Problem description:
Copy the following lines word for word.

Listing:
** start **

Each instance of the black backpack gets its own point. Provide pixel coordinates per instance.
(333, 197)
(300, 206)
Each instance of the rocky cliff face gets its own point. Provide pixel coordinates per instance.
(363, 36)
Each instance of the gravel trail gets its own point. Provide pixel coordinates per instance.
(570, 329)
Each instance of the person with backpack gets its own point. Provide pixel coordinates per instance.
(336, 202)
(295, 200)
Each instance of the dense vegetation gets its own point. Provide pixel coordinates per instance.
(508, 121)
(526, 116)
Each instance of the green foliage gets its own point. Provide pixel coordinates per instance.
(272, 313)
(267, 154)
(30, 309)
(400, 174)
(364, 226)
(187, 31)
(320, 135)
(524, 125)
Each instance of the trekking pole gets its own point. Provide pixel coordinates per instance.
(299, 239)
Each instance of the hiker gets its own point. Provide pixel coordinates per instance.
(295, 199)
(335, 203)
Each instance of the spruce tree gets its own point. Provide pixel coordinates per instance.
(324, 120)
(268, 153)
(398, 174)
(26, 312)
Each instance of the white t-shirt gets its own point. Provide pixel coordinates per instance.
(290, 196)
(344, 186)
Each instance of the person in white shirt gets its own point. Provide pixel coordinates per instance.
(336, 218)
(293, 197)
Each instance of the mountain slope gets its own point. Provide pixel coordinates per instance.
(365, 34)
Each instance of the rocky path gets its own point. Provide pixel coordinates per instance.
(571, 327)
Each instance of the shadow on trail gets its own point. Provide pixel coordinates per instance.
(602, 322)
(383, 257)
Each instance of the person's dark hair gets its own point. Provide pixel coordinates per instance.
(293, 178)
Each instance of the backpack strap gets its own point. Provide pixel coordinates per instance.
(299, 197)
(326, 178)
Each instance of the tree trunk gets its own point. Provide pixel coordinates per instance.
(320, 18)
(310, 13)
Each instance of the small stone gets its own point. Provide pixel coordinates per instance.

** end **

Answer:
Each instance of the black backpack gets its own point. Provide pixel coordinates per instance.
(333, 197)
(300, 206)
Each instance of the rocky cliff face gets its own point. Provide pixel coordinates per instance.
(363, 36)
Each instance of the gravel trail gets its own point. Provide pixel coordinates per instance.
(570, 329)
Each instance of the person with backpack gets its own point. Provide pixel coordinates per instance.
(336, 202)
(295, 200)
Each instance of the dense vegetation gets its own point. Provide pixel coordinates per instance.
(508, 121)
(526, 116)
Each instance of the green foliage gets its own point. Provide pixel coordinates per instance.
(272, 313)
(267, 154)
(30, 309)
(400, 174)
(364, 226)
(187, 31)
(320, 135)
(524, 125)
Each instance of the trekking pole gets its own point. Provide pixel coordinates per instance.
(299, 239)
Each instance of the hiker gets its own point. Provide pixel coordinates per instance.
(295, 199)
(335, 203)
Each instance of the spruce tree gets its own point. Provide pixel coordinates per instance.
(324, 120)
(268, 153)
(398, 174)
(26, 312)
Each instance of the white t-shirt gets its own point. Provide pixel coordinates per instance.
(290, 196)
(344, 186)
Each instance of the person in white shirt gets its own point. Provide pixel coordinates per instance.
(336, 218)
(293, 197)
Each instance of the mountain slope gets its own point. Provide pixel coordinates per instance.
(365, 34)
Each instance of the rocky path gets its own point. Provide pixel coordinates per instance.
(571, 327)
Each instance of the shadow on trail gets its own point. Provide pixel coordinates per instance.
(602, 322)
(383, 257)
Each instance of the person's dark hair gets its own point. Provide pixel coordinates per instance.
(293, 178)
Each instance of the backpack strap gets its own point. Provide pixel coordinates per instance.
(299, 197)
(326, 178)
Each instance of the tree trunk gets its own point. Provide pixel coordinates per instance.
(320, 18)
(310, 13)
Each instance of the small stone gets its own point. Provide pixel coordinates per instance.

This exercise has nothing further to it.